Start of LISTING
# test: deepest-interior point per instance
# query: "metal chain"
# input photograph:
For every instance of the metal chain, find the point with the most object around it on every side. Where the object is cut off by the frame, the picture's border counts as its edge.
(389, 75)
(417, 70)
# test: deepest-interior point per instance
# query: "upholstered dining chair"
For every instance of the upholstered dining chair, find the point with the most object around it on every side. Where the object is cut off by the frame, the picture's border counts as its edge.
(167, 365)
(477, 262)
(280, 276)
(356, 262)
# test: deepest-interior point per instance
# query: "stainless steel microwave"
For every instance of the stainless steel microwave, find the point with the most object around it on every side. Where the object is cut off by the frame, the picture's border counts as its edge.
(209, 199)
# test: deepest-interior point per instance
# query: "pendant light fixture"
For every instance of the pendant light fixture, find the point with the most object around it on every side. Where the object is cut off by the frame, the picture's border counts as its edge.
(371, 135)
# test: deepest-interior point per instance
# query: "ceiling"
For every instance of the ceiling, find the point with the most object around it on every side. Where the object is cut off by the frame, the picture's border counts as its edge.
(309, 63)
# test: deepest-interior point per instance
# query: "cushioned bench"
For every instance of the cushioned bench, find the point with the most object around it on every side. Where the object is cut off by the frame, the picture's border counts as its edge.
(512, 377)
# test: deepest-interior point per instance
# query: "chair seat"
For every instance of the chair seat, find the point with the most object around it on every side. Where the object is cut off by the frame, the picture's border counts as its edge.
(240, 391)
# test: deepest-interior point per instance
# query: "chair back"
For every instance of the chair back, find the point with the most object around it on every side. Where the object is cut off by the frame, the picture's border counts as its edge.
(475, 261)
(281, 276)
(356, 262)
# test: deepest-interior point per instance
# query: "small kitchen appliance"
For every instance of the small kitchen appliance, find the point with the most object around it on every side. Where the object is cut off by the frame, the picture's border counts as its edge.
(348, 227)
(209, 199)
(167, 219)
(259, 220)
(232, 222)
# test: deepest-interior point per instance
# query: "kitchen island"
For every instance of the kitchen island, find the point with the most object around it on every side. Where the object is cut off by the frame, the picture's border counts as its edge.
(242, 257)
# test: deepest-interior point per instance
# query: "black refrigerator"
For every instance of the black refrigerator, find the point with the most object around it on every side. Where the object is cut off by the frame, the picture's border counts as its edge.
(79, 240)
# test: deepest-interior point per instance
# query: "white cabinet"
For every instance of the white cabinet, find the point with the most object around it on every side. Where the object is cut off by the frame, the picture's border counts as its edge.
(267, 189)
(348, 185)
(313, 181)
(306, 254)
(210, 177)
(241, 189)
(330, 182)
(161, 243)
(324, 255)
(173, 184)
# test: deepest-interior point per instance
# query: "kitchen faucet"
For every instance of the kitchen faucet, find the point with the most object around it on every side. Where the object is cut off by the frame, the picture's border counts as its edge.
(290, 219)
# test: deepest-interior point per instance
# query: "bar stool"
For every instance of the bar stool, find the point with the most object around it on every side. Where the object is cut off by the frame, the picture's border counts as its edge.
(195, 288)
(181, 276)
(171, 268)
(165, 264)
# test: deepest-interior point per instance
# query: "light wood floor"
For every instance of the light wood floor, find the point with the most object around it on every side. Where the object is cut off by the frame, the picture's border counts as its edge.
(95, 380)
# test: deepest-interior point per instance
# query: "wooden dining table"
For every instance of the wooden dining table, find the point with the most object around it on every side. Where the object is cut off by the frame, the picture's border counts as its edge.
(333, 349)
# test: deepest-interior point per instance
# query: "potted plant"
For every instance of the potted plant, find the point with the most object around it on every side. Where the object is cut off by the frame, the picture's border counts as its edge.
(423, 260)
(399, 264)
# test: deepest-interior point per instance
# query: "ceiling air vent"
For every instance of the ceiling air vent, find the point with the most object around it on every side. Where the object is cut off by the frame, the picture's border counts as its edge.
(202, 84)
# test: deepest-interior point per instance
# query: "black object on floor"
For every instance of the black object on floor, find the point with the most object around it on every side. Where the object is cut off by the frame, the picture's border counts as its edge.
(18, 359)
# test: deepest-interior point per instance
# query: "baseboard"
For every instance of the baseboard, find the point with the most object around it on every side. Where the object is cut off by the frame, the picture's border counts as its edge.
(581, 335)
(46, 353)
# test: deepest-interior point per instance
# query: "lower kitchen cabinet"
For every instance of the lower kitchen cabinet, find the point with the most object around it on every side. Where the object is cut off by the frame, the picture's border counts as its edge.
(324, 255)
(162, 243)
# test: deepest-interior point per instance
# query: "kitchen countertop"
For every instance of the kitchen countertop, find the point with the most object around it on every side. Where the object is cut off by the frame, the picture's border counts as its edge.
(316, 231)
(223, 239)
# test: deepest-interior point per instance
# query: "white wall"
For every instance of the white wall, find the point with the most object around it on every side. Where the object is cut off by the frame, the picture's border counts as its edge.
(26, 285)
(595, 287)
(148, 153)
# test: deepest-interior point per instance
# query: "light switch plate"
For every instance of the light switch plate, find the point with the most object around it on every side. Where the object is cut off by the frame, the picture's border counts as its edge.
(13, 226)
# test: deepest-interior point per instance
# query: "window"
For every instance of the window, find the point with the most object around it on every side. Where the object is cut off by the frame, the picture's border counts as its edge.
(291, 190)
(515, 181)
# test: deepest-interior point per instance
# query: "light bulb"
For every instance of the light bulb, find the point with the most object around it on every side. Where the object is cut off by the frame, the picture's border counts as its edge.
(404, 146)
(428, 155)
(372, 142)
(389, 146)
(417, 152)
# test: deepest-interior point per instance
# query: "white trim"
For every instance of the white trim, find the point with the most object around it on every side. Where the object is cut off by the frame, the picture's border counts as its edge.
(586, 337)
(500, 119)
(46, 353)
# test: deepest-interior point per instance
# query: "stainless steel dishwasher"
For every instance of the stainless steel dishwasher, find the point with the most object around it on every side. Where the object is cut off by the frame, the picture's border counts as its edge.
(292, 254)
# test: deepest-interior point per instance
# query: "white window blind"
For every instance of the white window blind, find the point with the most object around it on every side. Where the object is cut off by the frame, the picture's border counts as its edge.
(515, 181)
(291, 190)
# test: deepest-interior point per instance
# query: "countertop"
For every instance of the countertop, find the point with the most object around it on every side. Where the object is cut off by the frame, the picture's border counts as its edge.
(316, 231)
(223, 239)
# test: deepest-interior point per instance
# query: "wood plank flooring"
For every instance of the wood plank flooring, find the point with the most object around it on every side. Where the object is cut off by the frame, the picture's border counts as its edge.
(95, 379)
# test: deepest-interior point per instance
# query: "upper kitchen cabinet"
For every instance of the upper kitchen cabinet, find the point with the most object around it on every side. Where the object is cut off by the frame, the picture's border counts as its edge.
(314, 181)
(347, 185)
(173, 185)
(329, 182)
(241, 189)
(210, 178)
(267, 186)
End of LISTING
GIVEN REQUEST: Reproduce the listing above verbatim, from first line to last.

EXPECTED OUTPUT:
# test: deepest-interior point per instance
# query: "metal chain"
# input photograph:
For every instance of the metal chain, find the point with the most object around it on every side. Where the object is cut off by the frame, the picture's border counts as its edge.
(389, 75)
(417, 70)
# test: deepest-interior point per instance
# query: "upholstered dining chair"
For every instance of the upholstered dining chair, find the point with the most object around it on every side. Where the object is cut off by the frame, the picture's border counts as its edge.
(167, 365)
(477, 262)
(280, 276)
(356, 262)
# test: deepest-interior point per instance
# query: "stainless steel microwave"
For every instance of the stainless steel microwave, find the point with the most object around it on every side. Where the object is cut off by the frame, the picture's border counts as its edge.
(209, 199)
# test: deepest-interior point per instance
# query: "pendant light fixture"
For every instance of the pendant light fixture, find the point with the most object around it on every side. Where the object is cut off by the frame, the picture's border counts as its edge.
(371, 135)
# test: deepest-interior point per instance
# query: "ceiling"
For every instance of the ceiling, find the point with the most object around it on every side. Where the object is cut off by the frame, the picture's border counts as its edge.
(309, 63)
# test: deepest-interior point per instance
# query: "cushioned bench"
For every instance of the cushioned bench, find the point with the most object around it on every side. Where the object is cut off by the frame, the picture's border counts as its edge.
(512, 377)
# test: deepest-interior point per instance
# query: "chair seat"
For every instance of the chair seat, find the point with the most object around it on every side. Where the object is cut off by the frame, the picture's border counts as its edge.
(240, 391)
# test: deepest-interior point per instance
# query: "chair back"
For every instance of the chair back, find the point with the most object around it on every side. Where the object is cut off by the frame, the picture's border counts as its edge.
(475, 261)
(281, 276)
(356, 262)
# test: deepest-interior point per instance
# query: "small kitchen appliance"
For every instance of the small kitchen appliance, find the point with the most object around it on every side. Where the object is cut off by the frame, the picture's border counts as its edge.
(348, 227)
(209, 199)
(167, 219)
(259, 220)
(232, 222)
# test: deepest-interior point per instance
# query: "kitchen island"
For every instance of the kitchen island, find the point with the most object around it on every side. Where the object is cut off by the frame, the picture's border counts as its edge.
(242, 257)
# test: deepest-interior point per instance
# query: "black refrigerator"
For every instance of the black refrigerator, find the point with the most object around it on every side. Where the object is cut off by the frame, the picture's border counts as its edge.
(79, 240)
# test: deepest-interior point per instance
# query: "white cabinet"
For every instance of the white cabinet, find the point with the most object around it on every side. Where the object is cut off by the frame, the picture's border counts as its edge.
(267, 189)
(348, 185)
(313, 181)
(306, 254)
(210, 177)
(241, 189)
(330, 182)
(161, 243)
(324, 255)
(173, 184)
# test: deepest-interior point per instance
# query: "kitchen faucet"
For every instance of the kitchen faucet, find the point with the most object around it on every side. Where the object is cut off by the frame, the picture's border counts as its edge.
(290, 219)
# test: deepest-interior point per instance
# query: "bar stool"
For every instance of the bar stool, find the point with the most object around it on every side. Where the object is cut off by the frame, the picture's border counts as its edge.
(195, 288)
(181, 276)
(171, 268)
(165, 264)
# test: deepest-interior point per instance
# query: "light wood floor"
For every instance of the light wood floor, find the point with the most object around it on every side. Where the object is cut off by the frame, the picture's border counts as its edge.
(95, 380)
# test: deepest-interior point per instance
# query: "wooden dining table"
For every instance of the wooden dining table, find the point with the most object around it on every side. Where the object is cut off by the frame, the picture's border counts as its edge.
(333, 349)
# test: deepest-interior point per instance
# query: "potted plant"
For every instance of the potted plant, find the point with the most object around it on every side. Where the object is cut off by the frame, the picture's border counts as its edge.
(423, 260)
(399, 264)
# test: deepest-interior point per instance
# query: "ceiling air vent"
For every instance of the ceiling air vent, find the point with the most object around it on every side. Where the object is cut off by the frame, the picture's border counts as its edge.
(202, 84)
# test: deepest-interior point per instance
# query: "black object on floor"
For every instance of the black object on floor, find the point with the most object around it on every side. Where the object is cut off by the frame, the picture's border counts as its edge.
(18, 359)
# test: deepest-interior point per instance
# query: "baseboard"
For every instance of the baseboard, find the point with the most object around it on every side. Where the object is cut off by the frame, the picture's border counts as its edge.
(581, 335)
(46, 353)
# test: deepest-interior point per instance
# query: "lower kitchen cabinet"
For every instance of the lower kitchen cabinet, find the point with the most object around it on every side. Where the object is cut off by the frame, the picture's border counts as its edge.
(324, 255)
(162, 243)
# test: deepest-interior point per instance
# query: "kitchen countertop"
For every instance of the kitchen countertop, find the point with the most object around it on every side. Where the object is cut off by the frame, the picture's border counts as its edge.
(316, 231)
(223, 239)
# test: deepest-interior point per instance
# query: "white wall"
For every instance of the white wall, find the point with the most object around it on every side. Where the object is cut off by the frame, the picture's border counts as its edge.
(26, 285)
(595, 287)
(148, 153)
# test: deepest-interior point per instance
# query: "light switch plate"
For every instance of the light switch plate, find the point with the most object around it on every side. Where the object is cut off by the frame, the picture's border counts as its edge.
(13, 226)
# test: deepest-interior point per instance
# query: "window"
For every instance of the window, find the point with the most object around it on every side. Where the object is cut off by the frame, the picture's border counts as its edge.
(291, 190)
(515, 181)
# test: deepest-interior point per instance
# query: "light bulb"
For every instance of the light bulb, find the point with the most object around it on every side. Where the object is cut off by the frame, the picture's border counts as its edge.
(404, 146)
(428, 155)
(372, 142)
(389, 146)
(417, 152)
# test: deepest-interior point per instance
# query: "white trim"
For every instance of the white trim, find the point with the most object around it on every side. Where the object is cut off by the frame, the picture's border counts as its edge.
(586, 337)
(500, 119)
(46, 353)
# test: deepest-interior point per instance
# query: "stainless steel dishwasher"
For every instance of the stainless steel dishwasher, find the point with the most object around it on every side. Where the object is cut off by the frame, the picture's border counts as its edge.
(292, 254)
# test: deepest-interior point per instance
# query: "white window blind"
For every instance of the white window blind, find the point with the most object around it on every side. Where the object is cut off by the frame, the picture's border counts as its edge.
(515, 181)
(291, 190)
# test: deepest-interior point per instance
# query: "countertop"
For every instance of the countertop, find the point with the most object around it on every side. Where the object is cut off by the frame, the picture's border counts as its edge.
(316, 231)
(223, 239)
# test: deepest-interior point per instance
# query: "wood plank flooring"
For every instance of the wood plank flooring, find the point with the most object around it on every side. Where the object is cut off by the frame, the picture's border counts as its edge.
(95, 379)
# test: deepest-interior point per instance
# query: "upper kitchen cabinet"
For every instance of the upper kitchen cabinet, find the point with the most object around it on every side. Where the object is cut off by the frame, the picture's border counts as its edge.
(314, 181)
(347, 185)
(173, 185)
(329, 182)
(241, 189)
(210, 178)
(267, 186)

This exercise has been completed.